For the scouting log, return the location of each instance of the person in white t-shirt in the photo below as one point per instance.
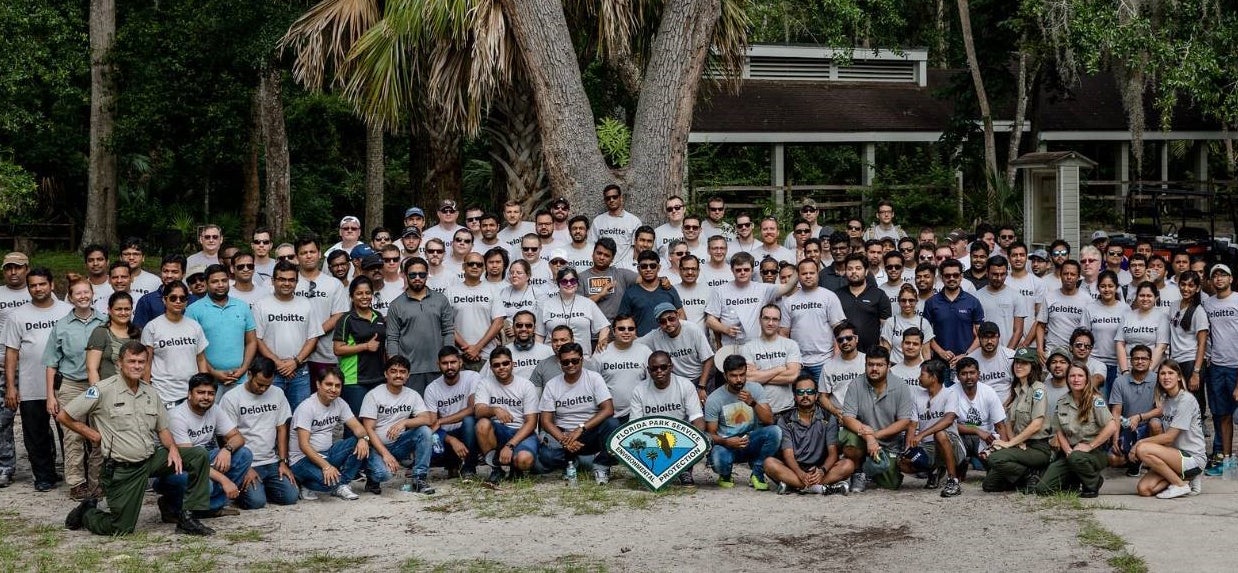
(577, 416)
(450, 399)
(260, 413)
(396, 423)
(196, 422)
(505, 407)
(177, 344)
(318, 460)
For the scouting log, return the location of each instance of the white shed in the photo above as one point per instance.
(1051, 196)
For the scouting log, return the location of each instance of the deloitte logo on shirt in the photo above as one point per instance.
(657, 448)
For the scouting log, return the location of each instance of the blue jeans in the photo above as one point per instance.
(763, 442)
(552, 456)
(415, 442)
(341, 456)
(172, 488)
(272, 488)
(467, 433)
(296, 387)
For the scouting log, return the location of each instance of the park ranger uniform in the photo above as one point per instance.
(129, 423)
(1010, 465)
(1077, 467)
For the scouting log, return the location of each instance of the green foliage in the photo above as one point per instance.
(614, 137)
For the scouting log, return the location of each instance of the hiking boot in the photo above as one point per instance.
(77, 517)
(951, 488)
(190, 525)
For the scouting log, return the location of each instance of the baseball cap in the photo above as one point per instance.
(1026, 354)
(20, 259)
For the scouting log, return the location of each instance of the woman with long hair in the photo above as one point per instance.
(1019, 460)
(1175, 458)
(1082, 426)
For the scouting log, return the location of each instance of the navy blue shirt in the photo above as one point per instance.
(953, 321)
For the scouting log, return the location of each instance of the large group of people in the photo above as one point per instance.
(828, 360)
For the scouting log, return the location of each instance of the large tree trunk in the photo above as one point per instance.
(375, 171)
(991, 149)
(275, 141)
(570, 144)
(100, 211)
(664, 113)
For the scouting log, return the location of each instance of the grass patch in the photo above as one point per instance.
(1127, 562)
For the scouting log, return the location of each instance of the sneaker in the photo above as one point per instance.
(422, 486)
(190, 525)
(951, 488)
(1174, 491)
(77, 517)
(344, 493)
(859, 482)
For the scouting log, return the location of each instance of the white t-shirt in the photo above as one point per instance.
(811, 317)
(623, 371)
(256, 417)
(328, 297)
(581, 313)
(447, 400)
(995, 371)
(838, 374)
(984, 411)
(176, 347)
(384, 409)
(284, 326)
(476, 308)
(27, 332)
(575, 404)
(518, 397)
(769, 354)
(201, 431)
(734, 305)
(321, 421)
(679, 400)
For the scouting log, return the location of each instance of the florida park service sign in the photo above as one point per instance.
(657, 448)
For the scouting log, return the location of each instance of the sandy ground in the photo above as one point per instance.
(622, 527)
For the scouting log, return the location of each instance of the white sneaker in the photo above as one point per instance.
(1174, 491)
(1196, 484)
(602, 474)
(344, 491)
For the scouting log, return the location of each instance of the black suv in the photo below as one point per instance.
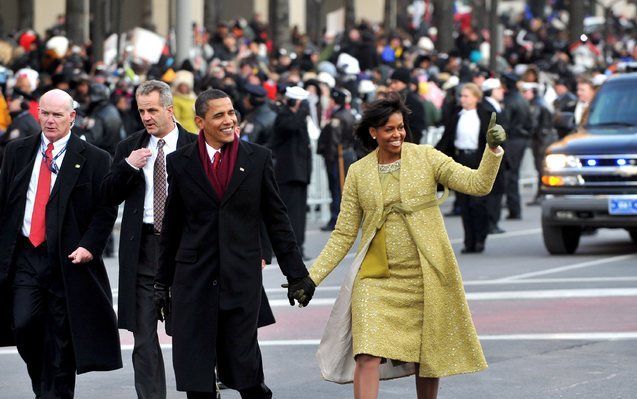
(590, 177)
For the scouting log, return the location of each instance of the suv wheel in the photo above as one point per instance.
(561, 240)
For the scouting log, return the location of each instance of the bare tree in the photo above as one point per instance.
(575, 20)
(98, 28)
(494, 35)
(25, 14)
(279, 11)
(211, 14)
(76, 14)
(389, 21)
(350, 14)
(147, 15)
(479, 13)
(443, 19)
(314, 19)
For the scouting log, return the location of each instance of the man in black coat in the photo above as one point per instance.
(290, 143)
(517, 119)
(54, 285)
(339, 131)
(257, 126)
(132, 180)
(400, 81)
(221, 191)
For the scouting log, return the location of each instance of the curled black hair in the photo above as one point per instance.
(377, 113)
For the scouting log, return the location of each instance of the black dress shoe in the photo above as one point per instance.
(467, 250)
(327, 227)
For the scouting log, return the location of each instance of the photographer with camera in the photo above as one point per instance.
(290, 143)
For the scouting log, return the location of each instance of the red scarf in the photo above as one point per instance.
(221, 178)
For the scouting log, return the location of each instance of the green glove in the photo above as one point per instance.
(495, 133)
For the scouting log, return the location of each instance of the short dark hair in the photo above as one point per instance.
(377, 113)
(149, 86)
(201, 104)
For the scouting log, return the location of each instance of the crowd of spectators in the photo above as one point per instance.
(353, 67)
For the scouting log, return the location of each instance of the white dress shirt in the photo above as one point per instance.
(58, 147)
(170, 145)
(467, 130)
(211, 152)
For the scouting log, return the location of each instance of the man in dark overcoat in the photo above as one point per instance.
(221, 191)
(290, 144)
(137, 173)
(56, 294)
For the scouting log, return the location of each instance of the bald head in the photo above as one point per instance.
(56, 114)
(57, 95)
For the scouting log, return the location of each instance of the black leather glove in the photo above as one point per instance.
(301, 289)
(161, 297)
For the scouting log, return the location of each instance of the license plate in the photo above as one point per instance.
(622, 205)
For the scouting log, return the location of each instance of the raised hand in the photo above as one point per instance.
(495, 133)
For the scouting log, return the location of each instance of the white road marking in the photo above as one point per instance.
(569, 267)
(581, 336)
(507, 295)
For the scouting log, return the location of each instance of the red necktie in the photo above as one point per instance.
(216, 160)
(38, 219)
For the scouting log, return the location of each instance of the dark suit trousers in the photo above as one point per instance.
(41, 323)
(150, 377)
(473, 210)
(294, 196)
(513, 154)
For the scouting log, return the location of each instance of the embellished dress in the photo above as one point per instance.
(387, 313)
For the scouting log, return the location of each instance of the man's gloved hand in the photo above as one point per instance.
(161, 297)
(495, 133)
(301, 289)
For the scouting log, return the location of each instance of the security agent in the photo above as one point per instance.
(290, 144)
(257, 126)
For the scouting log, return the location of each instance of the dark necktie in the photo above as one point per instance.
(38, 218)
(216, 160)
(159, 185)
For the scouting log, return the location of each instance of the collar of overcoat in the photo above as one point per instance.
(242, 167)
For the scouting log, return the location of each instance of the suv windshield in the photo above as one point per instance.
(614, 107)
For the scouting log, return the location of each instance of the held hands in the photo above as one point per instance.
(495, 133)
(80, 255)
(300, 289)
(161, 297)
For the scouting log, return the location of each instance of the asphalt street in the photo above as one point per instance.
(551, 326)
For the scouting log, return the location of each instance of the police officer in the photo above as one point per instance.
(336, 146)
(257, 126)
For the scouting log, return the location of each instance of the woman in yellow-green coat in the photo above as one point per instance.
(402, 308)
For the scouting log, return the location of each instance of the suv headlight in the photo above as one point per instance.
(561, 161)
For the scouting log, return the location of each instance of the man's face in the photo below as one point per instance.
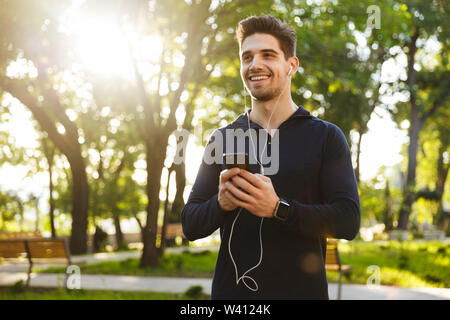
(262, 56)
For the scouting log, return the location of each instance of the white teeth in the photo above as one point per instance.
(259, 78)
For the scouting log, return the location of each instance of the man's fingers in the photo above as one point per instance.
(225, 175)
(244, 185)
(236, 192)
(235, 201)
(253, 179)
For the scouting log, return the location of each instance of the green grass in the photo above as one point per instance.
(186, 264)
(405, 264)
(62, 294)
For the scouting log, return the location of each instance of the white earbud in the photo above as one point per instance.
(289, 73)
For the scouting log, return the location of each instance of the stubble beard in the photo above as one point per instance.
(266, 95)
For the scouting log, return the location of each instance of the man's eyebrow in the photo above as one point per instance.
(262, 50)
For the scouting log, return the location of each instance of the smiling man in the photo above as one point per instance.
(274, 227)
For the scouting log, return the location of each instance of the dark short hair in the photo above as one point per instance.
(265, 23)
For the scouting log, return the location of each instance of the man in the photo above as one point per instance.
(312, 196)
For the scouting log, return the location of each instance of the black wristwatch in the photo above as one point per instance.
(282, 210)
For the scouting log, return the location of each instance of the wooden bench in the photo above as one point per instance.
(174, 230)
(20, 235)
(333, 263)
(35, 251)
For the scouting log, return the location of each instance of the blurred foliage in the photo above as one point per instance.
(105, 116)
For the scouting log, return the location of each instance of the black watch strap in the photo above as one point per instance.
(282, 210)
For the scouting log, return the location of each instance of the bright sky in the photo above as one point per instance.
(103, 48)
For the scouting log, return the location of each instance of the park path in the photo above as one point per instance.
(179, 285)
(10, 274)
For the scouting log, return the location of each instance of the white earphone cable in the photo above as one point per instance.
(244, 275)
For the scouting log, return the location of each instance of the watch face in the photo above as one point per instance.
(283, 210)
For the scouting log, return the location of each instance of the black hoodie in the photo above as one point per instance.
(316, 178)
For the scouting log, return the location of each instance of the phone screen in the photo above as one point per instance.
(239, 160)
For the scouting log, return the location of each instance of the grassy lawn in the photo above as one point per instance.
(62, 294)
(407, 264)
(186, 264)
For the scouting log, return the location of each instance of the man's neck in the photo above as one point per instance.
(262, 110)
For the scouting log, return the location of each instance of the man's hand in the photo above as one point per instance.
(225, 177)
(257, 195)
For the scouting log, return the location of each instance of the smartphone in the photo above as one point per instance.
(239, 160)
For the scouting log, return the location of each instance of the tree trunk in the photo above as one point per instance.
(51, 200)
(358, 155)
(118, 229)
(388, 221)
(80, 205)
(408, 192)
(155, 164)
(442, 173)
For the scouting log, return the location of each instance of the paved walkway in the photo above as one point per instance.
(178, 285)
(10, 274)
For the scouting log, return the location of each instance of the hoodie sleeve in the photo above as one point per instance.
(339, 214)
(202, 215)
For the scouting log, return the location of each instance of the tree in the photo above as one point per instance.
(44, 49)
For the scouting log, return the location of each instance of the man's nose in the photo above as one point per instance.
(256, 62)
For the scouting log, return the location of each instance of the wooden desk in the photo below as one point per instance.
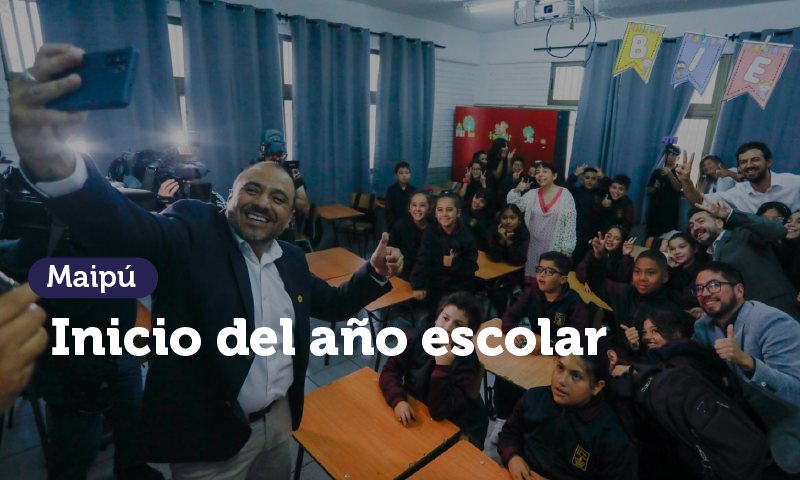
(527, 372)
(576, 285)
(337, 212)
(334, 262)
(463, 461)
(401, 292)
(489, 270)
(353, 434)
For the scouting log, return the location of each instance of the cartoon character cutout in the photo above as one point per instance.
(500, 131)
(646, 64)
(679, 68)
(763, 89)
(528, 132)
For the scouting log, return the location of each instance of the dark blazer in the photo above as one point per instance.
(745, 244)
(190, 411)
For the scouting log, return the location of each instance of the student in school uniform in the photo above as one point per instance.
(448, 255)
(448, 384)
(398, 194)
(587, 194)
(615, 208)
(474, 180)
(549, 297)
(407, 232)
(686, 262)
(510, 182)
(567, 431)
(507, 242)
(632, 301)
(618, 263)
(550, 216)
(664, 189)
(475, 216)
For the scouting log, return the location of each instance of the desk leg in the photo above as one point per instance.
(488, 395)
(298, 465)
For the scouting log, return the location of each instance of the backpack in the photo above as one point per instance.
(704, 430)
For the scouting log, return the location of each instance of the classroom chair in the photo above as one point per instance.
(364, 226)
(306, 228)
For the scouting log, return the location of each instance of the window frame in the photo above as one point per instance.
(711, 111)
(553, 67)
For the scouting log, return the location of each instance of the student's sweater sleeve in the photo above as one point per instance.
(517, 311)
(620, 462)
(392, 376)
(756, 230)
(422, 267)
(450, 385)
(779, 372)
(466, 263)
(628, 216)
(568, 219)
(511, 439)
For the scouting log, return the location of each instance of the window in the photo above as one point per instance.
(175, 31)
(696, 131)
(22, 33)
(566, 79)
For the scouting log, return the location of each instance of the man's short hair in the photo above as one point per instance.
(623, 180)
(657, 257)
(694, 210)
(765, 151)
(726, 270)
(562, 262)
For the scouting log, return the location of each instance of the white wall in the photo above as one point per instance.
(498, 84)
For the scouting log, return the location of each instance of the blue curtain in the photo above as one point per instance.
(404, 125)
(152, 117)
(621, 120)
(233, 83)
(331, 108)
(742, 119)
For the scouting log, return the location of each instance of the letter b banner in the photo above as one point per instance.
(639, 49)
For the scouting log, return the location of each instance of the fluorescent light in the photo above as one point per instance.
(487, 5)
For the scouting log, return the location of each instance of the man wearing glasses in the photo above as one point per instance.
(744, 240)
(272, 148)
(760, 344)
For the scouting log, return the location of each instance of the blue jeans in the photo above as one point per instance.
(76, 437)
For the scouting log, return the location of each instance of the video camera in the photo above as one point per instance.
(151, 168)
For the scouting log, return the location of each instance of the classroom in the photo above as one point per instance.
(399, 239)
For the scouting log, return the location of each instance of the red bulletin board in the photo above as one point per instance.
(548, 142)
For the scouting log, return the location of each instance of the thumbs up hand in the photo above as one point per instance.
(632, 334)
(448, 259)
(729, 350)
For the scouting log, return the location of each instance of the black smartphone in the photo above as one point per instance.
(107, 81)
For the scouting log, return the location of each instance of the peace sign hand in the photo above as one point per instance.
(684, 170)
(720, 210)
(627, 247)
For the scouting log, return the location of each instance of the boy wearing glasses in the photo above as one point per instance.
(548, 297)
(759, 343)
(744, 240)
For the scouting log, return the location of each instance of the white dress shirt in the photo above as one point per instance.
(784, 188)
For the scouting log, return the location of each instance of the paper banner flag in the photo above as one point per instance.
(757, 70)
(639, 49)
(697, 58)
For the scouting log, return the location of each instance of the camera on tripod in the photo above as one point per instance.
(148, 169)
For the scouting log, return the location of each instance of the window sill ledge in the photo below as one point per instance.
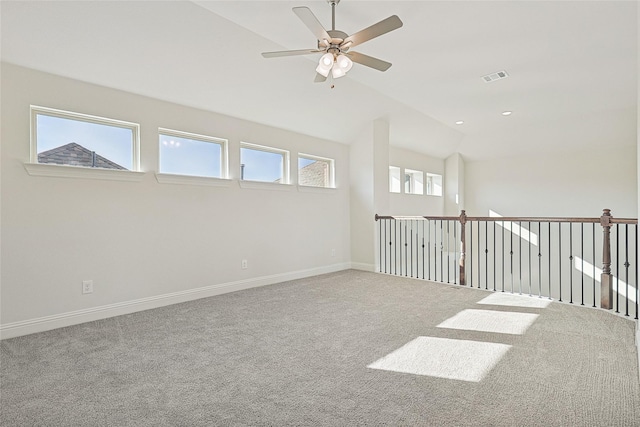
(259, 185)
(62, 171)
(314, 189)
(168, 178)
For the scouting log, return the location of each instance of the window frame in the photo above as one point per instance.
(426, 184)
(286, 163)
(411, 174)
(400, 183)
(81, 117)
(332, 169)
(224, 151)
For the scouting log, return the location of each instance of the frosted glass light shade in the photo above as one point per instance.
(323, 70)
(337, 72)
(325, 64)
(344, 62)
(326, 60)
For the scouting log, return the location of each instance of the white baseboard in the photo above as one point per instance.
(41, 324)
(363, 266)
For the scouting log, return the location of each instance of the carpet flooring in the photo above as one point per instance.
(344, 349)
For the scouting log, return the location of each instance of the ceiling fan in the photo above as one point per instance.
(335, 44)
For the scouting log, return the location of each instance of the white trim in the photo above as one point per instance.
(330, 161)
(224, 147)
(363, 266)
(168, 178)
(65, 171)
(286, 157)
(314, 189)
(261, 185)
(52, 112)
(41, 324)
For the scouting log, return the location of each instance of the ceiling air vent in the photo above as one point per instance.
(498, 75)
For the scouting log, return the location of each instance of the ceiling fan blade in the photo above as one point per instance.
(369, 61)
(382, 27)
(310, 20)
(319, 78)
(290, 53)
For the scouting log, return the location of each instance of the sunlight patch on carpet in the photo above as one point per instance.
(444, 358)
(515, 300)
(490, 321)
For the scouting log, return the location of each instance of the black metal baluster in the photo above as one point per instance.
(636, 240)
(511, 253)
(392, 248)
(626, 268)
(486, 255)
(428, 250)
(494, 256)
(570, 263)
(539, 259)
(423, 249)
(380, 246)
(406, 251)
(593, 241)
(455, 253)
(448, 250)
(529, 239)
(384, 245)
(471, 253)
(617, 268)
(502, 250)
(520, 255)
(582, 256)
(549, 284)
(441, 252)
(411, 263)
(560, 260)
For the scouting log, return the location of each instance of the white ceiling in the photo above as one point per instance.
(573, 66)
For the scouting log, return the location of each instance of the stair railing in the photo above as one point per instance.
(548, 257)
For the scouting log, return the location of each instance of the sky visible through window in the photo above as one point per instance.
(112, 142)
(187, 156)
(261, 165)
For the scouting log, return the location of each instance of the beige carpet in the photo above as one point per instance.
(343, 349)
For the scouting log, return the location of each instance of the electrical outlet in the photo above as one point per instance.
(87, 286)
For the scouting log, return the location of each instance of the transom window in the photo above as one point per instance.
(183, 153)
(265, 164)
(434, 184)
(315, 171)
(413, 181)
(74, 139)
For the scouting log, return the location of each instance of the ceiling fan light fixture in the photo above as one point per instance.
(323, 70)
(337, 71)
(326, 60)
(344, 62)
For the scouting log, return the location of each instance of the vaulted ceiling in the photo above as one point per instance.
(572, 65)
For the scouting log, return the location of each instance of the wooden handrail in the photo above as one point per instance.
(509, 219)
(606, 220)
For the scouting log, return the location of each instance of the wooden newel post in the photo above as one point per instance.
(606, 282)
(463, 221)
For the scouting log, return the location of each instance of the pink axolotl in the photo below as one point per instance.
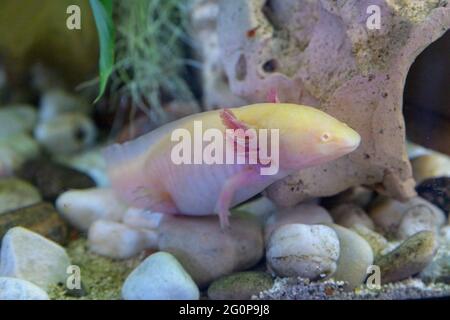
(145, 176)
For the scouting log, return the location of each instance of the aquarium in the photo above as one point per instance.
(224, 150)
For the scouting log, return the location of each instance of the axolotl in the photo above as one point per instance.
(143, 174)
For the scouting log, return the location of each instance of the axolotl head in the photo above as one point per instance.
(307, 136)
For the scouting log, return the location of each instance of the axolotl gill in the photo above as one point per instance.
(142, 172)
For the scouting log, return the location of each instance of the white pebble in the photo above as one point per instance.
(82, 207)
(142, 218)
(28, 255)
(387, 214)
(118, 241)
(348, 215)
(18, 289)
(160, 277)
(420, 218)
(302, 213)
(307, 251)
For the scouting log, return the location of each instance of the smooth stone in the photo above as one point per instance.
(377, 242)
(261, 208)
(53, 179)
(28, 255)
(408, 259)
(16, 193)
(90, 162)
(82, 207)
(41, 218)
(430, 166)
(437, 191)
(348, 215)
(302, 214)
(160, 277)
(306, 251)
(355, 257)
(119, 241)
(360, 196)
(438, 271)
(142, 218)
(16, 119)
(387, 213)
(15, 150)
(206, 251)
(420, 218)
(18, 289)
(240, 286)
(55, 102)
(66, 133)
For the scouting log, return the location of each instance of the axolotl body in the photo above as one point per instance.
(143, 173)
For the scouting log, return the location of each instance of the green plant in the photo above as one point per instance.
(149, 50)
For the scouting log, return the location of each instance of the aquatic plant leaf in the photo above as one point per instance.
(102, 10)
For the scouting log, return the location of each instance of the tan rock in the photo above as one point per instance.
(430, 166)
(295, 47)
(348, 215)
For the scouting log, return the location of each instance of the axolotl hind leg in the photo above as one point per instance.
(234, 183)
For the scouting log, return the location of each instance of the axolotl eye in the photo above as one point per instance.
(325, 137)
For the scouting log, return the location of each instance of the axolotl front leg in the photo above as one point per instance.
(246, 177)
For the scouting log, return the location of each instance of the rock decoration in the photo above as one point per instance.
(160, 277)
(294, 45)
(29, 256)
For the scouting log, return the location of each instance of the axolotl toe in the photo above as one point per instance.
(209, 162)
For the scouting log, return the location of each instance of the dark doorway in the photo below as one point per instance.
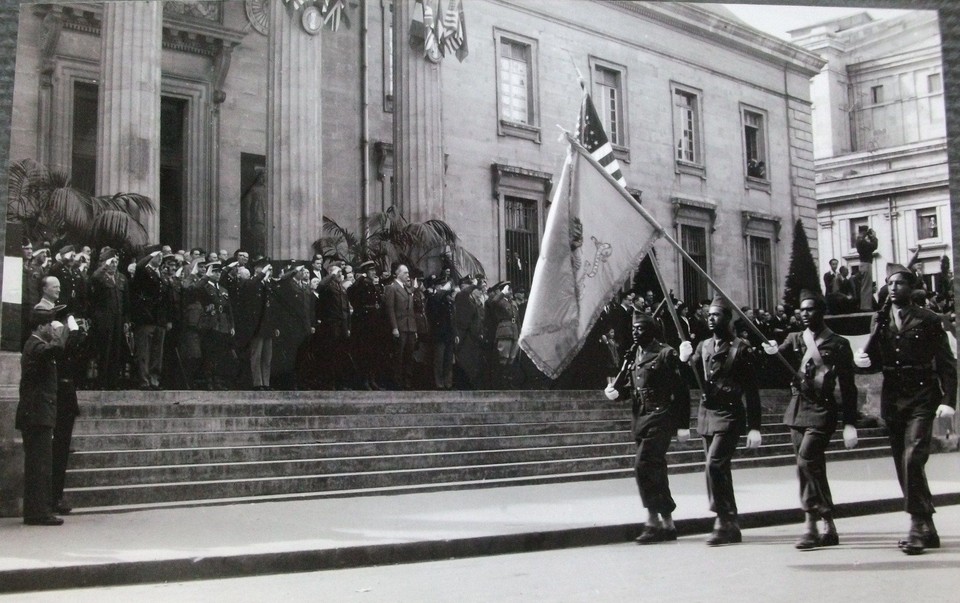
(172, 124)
********************
Please print the span that begins at the line holding "the axolotl toe" and ends at the last line of the data, both ends included, with no pictures.

For the scouting log, return the location of each instance of the axolotl toe in the photo above as one point per instance.
(209, 162)
For the scouting log, return the location of each instance of the dark doorway in the photo below as one point per instance.
(172, 124)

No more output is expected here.